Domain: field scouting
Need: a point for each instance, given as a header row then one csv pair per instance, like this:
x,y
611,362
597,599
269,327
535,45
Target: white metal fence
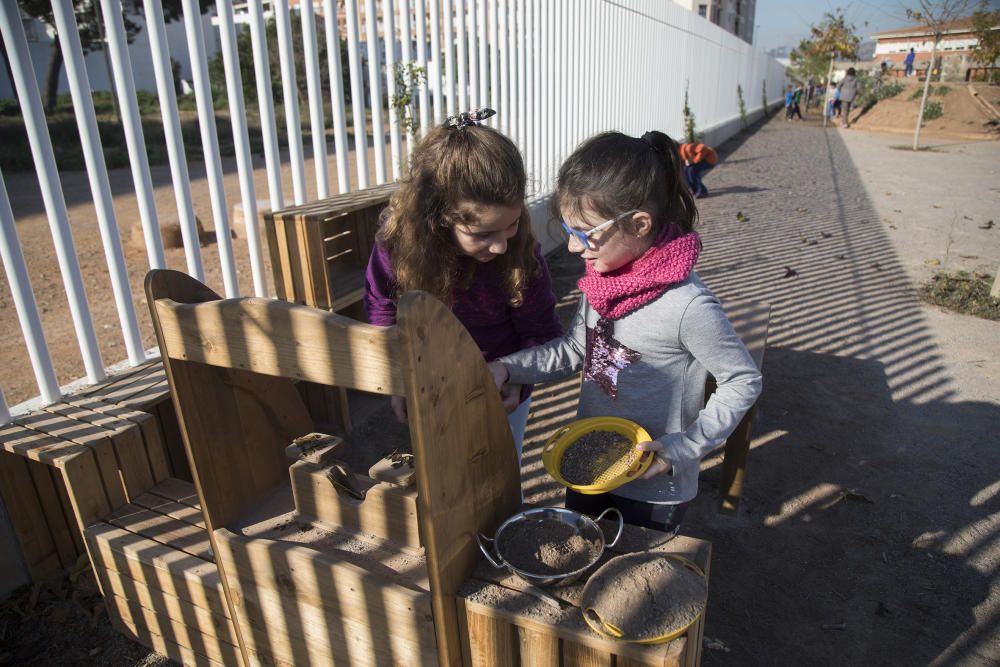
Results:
x,y
557,71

..............................

-- PROBLEM REQUIREMENTS --
In your copy, the listing above should appear word for word, with no images.

-- ANSWER TO THIS PROBLEM --
Domain: field scouting
Need: a point for each instance, given as a header row then one csv pair per instance, like this:
x,y
611,362
597,599
269,327
535,45
Target: white metal fence
Results:
x,y
557,71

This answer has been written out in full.